YOUR OBJECTIVE
Your reply should consist solely of the lines from the one containing "Where can the wooden post" through the end of the data, restated word for word.

SOURCE MATERIAL
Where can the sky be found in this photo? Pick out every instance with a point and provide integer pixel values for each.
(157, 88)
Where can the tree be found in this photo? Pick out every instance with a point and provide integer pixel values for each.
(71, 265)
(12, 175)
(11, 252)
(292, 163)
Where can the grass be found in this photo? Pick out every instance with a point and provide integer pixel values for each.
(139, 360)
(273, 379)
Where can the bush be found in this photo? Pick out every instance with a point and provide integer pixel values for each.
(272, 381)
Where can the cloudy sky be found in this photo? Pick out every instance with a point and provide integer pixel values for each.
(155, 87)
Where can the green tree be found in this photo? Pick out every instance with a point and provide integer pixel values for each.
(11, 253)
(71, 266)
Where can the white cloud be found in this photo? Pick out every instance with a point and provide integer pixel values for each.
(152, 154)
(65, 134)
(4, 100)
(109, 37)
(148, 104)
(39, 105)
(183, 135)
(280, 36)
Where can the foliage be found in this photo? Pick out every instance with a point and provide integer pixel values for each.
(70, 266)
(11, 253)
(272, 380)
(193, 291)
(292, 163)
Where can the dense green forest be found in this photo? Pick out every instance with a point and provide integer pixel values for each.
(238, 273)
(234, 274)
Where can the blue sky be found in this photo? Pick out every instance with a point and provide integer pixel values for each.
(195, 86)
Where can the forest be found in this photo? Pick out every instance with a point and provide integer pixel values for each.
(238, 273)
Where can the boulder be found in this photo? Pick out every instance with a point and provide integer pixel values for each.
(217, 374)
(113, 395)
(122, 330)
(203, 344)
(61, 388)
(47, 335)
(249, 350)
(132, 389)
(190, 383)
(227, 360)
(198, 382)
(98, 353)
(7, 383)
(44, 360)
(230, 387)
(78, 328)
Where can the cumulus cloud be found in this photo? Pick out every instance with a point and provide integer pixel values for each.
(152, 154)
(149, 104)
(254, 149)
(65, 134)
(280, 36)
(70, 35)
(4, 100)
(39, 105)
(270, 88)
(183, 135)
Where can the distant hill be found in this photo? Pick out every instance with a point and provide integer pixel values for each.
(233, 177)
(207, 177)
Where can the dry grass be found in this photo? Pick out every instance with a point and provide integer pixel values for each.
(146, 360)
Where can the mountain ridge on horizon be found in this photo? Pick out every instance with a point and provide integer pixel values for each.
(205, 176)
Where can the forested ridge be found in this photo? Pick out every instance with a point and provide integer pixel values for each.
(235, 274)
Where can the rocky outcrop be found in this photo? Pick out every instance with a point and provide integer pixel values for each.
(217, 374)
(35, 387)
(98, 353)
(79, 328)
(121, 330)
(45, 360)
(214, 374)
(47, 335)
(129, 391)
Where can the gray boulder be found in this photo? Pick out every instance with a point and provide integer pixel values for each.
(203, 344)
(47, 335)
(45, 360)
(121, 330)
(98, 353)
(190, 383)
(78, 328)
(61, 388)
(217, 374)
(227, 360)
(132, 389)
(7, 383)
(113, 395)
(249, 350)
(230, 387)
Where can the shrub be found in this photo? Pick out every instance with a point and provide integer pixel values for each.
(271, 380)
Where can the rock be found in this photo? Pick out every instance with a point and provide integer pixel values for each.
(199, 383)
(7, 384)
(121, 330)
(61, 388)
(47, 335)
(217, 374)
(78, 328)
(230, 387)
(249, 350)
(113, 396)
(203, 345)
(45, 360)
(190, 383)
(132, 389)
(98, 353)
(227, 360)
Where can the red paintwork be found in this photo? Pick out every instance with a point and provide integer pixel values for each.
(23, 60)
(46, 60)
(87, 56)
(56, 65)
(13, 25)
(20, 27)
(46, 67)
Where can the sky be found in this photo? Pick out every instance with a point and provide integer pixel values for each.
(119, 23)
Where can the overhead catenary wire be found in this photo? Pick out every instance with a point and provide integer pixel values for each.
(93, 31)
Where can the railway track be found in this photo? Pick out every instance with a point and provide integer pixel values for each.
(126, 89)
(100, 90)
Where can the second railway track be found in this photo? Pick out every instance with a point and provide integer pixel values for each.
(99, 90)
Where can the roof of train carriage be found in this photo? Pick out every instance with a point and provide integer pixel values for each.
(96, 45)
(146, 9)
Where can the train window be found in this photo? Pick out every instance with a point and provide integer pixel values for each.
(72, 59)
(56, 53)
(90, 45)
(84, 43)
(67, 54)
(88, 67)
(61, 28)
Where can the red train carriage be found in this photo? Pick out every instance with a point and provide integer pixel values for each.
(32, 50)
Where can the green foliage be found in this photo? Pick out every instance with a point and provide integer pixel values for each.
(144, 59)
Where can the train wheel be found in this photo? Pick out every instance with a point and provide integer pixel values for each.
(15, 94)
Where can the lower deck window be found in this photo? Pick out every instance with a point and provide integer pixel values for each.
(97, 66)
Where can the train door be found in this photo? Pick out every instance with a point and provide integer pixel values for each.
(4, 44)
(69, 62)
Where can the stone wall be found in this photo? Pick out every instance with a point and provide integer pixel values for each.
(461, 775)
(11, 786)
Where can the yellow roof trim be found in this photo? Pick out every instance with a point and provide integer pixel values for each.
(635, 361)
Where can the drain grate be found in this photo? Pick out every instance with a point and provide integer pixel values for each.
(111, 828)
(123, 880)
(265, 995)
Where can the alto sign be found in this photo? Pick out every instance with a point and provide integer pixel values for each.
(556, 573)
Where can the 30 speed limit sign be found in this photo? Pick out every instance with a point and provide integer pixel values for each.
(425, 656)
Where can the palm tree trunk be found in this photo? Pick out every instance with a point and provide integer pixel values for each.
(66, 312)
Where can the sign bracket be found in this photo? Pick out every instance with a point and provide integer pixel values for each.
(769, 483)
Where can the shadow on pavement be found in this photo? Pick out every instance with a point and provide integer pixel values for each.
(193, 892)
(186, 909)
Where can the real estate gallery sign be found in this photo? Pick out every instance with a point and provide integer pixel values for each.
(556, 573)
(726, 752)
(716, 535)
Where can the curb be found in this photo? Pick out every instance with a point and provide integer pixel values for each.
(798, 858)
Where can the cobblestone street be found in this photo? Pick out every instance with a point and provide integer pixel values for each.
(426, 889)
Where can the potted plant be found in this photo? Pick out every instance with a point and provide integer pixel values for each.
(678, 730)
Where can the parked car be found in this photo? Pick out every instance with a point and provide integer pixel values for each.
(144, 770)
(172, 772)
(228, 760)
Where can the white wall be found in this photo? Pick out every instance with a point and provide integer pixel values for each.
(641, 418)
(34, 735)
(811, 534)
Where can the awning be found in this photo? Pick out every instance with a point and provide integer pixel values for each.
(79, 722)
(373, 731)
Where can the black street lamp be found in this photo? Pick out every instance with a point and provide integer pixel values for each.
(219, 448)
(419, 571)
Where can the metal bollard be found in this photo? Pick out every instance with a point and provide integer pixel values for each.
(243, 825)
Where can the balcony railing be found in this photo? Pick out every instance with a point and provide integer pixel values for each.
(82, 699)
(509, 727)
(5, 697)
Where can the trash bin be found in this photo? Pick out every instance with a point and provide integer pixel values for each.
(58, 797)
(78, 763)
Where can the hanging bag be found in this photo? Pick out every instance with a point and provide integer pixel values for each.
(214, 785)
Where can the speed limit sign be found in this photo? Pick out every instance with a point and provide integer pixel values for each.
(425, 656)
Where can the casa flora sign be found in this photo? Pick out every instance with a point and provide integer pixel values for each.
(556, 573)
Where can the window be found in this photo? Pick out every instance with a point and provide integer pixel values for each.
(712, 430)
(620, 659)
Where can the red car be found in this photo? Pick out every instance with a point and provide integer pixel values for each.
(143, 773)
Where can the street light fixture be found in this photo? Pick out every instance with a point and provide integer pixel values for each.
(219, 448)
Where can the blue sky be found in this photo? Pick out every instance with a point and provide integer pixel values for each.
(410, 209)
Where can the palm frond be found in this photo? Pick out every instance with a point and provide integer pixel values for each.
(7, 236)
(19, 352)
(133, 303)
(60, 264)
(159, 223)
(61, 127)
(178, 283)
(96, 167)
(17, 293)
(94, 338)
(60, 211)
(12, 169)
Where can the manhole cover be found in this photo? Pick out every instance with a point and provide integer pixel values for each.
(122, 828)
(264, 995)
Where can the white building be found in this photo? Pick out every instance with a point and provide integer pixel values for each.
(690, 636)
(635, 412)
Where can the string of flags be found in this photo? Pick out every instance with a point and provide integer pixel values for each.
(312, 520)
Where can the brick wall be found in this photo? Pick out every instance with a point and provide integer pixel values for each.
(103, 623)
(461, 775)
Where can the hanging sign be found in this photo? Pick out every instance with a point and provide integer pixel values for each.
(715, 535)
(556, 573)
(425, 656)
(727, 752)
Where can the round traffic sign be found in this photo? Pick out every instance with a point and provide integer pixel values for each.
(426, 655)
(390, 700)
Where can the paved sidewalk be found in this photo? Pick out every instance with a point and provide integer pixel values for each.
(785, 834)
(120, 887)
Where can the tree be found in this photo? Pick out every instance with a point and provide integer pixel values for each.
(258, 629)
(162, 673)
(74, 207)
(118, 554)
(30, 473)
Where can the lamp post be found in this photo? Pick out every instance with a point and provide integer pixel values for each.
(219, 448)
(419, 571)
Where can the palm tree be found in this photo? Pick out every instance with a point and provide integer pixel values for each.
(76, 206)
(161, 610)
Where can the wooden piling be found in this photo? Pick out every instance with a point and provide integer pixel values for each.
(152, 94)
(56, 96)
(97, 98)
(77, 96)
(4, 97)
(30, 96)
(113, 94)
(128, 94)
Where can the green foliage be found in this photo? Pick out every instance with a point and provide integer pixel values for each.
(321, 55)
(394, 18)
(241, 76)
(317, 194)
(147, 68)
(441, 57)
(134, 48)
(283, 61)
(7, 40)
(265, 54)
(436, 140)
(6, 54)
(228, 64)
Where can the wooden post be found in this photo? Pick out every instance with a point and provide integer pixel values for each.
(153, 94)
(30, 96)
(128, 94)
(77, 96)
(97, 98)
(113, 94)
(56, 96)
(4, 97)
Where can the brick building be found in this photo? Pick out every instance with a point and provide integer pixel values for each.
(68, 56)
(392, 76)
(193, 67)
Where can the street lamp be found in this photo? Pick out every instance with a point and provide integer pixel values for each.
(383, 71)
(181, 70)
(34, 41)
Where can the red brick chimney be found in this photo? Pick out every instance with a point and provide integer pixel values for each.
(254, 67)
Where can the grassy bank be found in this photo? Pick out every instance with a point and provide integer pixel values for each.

ANSWER SECTION
Where can the wooden post be found in this photo? Pick out every instance with a point and provide integer pixel values for each.
(153, 94)
(30, 96)
(128, 94)
(77, 96)
(97, 98)
(113, 94)
(56, 96)
(4, 97)
Where can the brick building be found in this photo? Pick out every instance with a point and provide integer pixel values for each.
(68, 56)
(392, 76)
(193, 67)
Where can the street lamp be found in this photo? Pick out every instance with a point and provide integer pixel values for each.
(383, 71)
(181, 70)
(34, 41)
Where can the red brick chimney be found in this photo? Pick out every instance with a point and provide integer pixel values for each.
(254, 67)
Where can the grassy bank be found in this photo? Pick out every instance with a point and provide integer pixel values for each.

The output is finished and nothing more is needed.